◆ Task instructions:
- A) According to the compensation committee passage, why may the committee retain compensation experts or consultants? Answer in one to three sentences.
- B) Quote the compensation committee passage, starting at the words "The compensation committee is" and ending after the words "named executive officers.".
- C) List each thing the compensation committee passage says the committee is authorized to retain at company expense.

◆ Selected extract:

We have a compensation committee that consists of three managers who are all independent under the independence standards established by NYSE Arca and SEC rules. The compensation committee will establish and review general policies related to our compensation and benefits. The compensation committee will determine and approve, or make recommendations to the board of managers with respect to, the compensation and benefits of our Chief Executive Officer and our other executive officers. We currently intend to pay no additional remuneration to employees of Constellation and its affiliates who also serve as our executive officers, provided that this compensation policy could change from time to time.

The compensation committee is authorized to retain at company expense any compensation survey, reports on the design and implementation of compensation programs or other services of compensation experts or consultants that it may find necessary in designing, implementing or administering compensation programs. No such experts were retained in 2006 or were consulted in relation to our 2007 compensation of our two named executive officers.

◆ Raw data:
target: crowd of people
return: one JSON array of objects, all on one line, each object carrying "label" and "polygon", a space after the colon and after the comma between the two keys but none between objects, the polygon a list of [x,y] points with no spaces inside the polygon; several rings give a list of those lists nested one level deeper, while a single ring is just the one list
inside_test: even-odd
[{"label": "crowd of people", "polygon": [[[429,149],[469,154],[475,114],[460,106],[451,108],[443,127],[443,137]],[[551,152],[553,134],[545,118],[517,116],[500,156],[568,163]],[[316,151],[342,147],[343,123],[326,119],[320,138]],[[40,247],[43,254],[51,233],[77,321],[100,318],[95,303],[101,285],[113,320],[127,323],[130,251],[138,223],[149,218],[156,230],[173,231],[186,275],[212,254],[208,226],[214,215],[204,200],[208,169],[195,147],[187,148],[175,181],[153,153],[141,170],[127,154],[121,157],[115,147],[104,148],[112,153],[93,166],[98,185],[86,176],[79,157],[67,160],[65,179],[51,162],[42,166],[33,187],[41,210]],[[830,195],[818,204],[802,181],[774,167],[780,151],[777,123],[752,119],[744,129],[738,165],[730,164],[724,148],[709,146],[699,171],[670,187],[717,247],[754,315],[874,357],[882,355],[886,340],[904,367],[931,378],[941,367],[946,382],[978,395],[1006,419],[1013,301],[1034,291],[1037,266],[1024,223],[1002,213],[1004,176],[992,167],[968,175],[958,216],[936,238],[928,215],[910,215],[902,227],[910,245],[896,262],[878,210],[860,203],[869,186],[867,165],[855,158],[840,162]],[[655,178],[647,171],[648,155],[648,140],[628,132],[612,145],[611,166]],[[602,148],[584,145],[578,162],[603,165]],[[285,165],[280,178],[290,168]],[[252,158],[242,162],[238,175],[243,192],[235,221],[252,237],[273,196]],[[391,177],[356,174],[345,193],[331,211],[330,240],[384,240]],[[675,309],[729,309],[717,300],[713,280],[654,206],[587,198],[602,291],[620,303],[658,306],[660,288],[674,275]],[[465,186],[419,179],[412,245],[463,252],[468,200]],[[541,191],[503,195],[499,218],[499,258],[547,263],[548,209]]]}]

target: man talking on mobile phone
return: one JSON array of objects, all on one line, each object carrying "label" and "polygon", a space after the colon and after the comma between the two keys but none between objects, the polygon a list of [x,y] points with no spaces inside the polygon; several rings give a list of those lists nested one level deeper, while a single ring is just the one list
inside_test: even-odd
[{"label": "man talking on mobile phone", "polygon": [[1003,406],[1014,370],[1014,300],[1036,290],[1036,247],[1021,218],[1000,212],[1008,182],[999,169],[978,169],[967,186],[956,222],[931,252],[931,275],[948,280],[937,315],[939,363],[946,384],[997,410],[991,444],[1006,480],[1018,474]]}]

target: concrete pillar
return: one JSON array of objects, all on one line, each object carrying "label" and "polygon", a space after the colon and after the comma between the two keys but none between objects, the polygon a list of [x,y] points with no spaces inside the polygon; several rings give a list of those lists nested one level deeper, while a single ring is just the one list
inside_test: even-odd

◆ Answers for the tasks:
- A) The committee may retain such experts or consultants, at company expense, when it finds their services necessary in designing, implementing or administering compensation programs.

- B)
The compensation committee is authorized to retain at company expense any compensation survey, reports on the design and implementation of compensation programs or other services of compensation experts or consultants that it may find necessary in designing, implementing or administering compensation programs. No such experts were retained in 2006 or were consulted in relation to our 2007 compensation of our two named executive officers.

- C)
- Any compensation survey
- Reports on the design and implementation of compensation programs
- Other services of compensation experts or consultants